[START OF Data supplied]

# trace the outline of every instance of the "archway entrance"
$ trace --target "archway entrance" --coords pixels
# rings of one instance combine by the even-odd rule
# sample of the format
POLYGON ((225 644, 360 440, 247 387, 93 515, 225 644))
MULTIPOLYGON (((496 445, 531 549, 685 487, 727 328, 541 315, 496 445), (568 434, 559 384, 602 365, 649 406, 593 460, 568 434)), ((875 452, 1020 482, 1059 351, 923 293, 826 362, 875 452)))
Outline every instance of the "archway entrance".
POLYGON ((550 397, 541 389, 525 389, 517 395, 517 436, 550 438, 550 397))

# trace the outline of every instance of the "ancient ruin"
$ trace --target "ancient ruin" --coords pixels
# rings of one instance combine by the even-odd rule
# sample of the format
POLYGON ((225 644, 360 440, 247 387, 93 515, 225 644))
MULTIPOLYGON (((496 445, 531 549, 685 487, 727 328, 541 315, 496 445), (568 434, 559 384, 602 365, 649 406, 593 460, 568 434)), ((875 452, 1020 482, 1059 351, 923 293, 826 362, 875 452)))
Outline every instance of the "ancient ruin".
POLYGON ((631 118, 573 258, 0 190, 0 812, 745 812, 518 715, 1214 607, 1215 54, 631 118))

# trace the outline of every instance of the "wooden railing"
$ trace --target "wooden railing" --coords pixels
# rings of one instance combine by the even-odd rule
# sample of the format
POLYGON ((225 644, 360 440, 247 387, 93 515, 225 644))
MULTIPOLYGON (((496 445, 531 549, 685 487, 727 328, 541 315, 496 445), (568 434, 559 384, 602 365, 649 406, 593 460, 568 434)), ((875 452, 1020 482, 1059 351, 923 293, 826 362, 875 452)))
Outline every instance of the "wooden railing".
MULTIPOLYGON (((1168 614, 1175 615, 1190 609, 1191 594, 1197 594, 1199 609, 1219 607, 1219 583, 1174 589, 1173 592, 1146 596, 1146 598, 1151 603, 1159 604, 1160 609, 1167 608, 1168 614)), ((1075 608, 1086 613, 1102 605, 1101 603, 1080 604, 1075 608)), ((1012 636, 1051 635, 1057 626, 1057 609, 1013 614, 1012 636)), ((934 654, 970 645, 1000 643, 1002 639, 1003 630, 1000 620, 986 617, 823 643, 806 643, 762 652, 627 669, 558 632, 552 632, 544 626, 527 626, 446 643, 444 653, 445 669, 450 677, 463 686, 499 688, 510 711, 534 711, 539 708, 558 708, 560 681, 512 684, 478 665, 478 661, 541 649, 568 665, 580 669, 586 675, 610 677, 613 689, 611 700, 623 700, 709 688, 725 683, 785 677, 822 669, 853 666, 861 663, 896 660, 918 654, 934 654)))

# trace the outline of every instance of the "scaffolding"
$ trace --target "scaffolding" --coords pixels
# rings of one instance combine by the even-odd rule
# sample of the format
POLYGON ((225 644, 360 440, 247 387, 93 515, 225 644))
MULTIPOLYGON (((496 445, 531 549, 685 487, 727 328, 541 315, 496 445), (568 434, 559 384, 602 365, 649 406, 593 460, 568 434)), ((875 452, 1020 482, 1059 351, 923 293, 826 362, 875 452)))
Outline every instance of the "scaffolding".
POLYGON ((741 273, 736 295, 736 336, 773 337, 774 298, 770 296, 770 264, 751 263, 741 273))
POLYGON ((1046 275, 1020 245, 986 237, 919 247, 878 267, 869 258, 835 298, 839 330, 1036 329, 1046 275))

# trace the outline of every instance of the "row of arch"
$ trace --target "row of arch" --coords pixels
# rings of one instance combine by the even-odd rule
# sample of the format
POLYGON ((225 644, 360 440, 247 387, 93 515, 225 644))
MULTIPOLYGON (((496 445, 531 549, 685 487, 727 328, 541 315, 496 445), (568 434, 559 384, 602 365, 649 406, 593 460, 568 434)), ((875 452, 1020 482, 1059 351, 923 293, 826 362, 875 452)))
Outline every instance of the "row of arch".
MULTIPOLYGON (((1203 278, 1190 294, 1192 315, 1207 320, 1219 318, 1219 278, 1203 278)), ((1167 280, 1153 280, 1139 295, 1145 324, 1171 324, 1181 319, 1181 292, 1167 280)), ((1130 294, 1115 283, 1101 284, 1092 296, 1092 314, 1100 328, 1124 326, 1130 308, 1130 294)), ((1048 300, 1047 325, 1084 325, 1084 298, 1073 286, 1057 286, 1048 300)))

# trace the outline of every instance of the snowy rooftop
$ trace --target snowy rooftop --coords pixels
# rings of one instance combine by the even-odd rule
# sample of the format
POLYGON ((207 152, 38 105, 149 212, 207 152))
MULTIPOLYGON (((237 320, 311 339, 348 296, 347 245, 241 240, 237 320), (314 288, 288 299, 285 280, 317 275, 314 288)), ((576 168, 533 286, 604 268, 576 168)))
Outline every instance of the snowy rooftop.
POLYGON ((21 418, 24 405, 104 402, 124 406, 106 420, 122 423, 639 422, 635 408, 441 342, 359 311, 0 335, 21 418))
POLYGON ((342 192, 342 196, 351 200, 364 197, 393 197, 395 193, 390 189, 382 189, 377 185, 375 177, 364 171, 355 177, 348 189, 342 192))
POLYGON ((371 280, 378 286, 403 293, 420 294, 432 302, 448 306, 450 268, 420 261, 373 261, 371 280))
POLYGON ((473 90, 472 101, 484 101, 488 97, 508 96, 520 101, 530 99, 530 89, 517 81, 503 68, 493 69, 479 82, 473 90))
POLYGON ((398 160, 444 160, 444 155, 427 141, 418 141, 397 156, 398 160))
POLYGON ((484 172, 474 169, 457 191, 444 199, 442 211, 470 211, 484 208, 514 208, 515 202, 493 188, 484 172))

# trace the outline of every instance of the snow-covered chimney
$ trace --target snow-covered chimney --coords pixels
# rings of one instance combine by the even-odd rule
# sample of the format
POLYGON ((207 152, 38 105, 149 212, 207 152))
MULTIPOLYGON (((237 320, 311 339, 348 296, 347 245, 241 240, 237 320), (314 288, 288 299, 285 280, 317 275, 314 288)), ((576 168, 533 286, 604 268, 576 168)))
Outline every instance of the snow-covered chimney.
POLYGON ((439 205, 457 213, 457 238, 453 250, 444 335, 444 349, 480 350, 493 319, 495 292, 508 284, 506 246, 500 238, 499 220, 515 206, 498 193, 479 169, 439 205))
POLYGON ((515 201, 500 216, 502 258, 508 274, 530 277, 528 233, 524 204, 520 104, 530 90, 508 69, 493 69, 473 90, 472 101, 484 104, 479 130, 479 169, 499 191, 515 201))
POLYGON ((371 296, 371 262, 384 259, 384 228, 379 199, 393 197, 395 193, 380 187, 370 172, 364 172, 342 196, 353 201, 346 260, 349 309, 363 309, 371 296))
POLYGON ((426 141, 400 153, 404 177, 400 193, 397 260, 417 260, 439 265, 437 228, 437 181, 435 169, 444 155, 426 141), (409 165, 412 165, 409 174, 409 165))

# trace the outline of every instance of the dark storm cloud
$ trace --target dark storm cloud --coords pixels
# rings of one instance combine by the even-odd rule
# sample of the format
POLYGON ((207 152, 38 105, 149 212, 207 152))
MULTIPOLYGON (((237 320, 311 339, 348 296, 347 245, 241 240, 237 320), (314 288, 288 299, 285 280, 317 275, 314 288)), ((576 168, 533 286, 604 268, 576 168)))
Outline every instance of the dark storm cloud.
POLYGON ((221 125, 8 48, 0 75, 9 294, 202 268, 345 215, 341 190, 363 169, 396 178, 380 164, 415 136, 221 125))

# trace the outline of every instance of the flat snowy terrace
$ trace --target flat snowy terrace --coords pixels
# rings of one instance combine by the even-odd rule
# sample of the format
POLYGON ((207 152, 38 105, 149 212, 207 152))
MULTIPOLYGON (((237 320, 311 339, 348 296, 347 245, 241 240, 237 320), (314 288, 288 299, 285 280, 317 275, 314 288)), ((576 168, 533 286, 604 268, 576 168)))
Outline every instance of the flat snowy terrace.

[END OF Data supplied]

Copy the rows from the start through the line with "POLYGON ((550 397, 541", switching "archway entrance" to "stone gateway" and leaving everything else unchanged.

Finished answer:
# trace the outline of every instance of the "stone gateway"
$ trace --target "stone gateway" --coords pixels
# rings of one instance combine by the even-odd rule
# sample of the format
POLYGON ((225 644, 360 440, 247 387, 93 515, 225 644))
MULTIPOLYGON (((496 445, 531 549, 685 487, 727 328, 541 315, 496 445), (568 434, 559 384, 602 365, 649 406, 593 460, 568 434)), ((875 452, 1020 482, 1059 351, 923 293, 826 362, 875 452)))
Outline every instance of the "stone gateway".
POLYGON ((550 397, 541 389, 525 389, 517 395, 517 436, 550 438, 550 397))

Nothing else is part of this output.